### Página
※ ※ ※

4.- La función del estado en materia de educación

            En contra de ellos está el derecho de la familia. El niño, se dice, es ante todo de sus padres; por consiguiente, es a éstos a los que corresponde dirigir de la forma que juzguen necesario su desarrollo intelectual y moral. La educación se concibe entonces como una cosa esencialmente privada y doméstica. El estado se dice a veces, limitarse a servir de auxiliar y de sustituto a las familias. Cuando éstas no están en condiciones de cumplir con su deber, es natural que el estado se encargue de ello. También es natural que procure hacerles esta tarea lo más fácil posible, poniendo a su disposición el suficiente número de escuelas adonde puedan, si quieren , enviar a sus hijos. Pero debe mantenerse estrictamente dentro de estos límites, prohibiéndose a sí mismo cualquier clase de acción positiva destinada a imponer una orientación determinada al espíritu de la juventud.

            Por el contrario, su misión está muy lejos de tener que ser tan negativa, la educación tiene primordialmente una función colectiva, si tiene por objeto la adaptación del niño al ambiente social en el que está destinado a vivir, por tanto, es a ella a la que toca recordar incesantemente al maestro cuáles son las ideas, los sentimientos que tiene que procurar inculcar en el niño para ponerlo en armonía con el ambiente en el que está llamado a vivir. Si dejase de estar siempre presente y vigilante para obligar a la acción pedagógica a mantener su sentido social, ésta se pondría necesariamente al servicio de ideologías particulares y la gran alma de la patria se disgregaría y se reduciría.

            Desde el momento en que la educación es una función esencialmente social, el estado no puede desinteresarse de ella. Al contrario, todo lo que guarde alguna relación con ella tiene que quedar sometido de algún modo a su acción superior. Con esto no se quiere decir que el estado tenga que tener el monopolio de la enseñanza. Se puede considerar que los progresos escolares son más fáciles y más rápidos donde se le ha dejado cierto margen a las iniciativas individuales, dado que el individuo es más fácilmente un innovador que el estado. Pero de este hecho, o sea, de que el estado tenga que dejar en interés del público que se abran otras escuelas distintas de aquellas que cuya responsabilidad ha asumido más directamente, no se deduce que tenga que permanecer extraño a lo que en ellas sucede. Al contrario, la educación que se imparte en ellas debe permanecer sujeta a su control. Tampoco es admisible que la función del educador pueda ser ejercida por una persona que no presente garantías especiales, de las que solamente el estado puede ser el juez competente.

※ ※ ※

### Datos sin procesar
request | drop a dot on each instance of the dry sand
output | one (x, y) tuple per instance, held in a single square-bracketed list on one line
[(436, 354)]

※ ※ ※

### Ejercicio propuesto A
Según el texto sobre la función del estado en la educación, ¿qué objeto tiene la educación?
### Ejercicio propuesto B
En el texto sobre la función del estado en la educación, ¿por qué se considera que los progresos escolares son más fáciles y rápidos donde se deja margen a las iniciativas individuales? Responde en una a tres oraciones.
### Ejercicio propuesto C
Enumera las funciones que, según la postura del derecho de la familia expuesta en el texto sobre la función del estado en la educación, le corresponden al estado.

### Respuesta completa A
La adaptación del niño al ambiente social en el que está destinado a vivir.

### Respuesta completa B
Porque el individuo es más fácilmente un innovador que el estado.

### Respuesta completa C
- Servir de auxiliar y de sustituto a las familias.
- Encargarse de la educación cuando las familias no están en condiciones de cumplir con su deber.
- Hacerles la tarea lo más fácil posible, poniendo a su disposición el suficiente número de escuelas.